■ INSTRUCTIONS TO FOLLOW ■
Update the rows below by replacing "seated passenger" with "seated rider" and return every line with nothing else changed.

■ DATA EXCERPTS ■
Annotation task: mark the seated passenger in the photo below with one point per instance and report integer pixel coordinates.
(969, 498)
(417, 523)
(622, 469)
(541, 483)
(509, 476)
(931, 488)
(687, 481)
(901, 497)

■ REPLY ■
Annotation task: mark the seated rider in the photo below with one point per instance and report integer pixel coordinates.
(969, 498)
(417, 523)
(622, 469)
(541, 483)
(509, 476)
(931, 488)
(687, 481)
(901, 497)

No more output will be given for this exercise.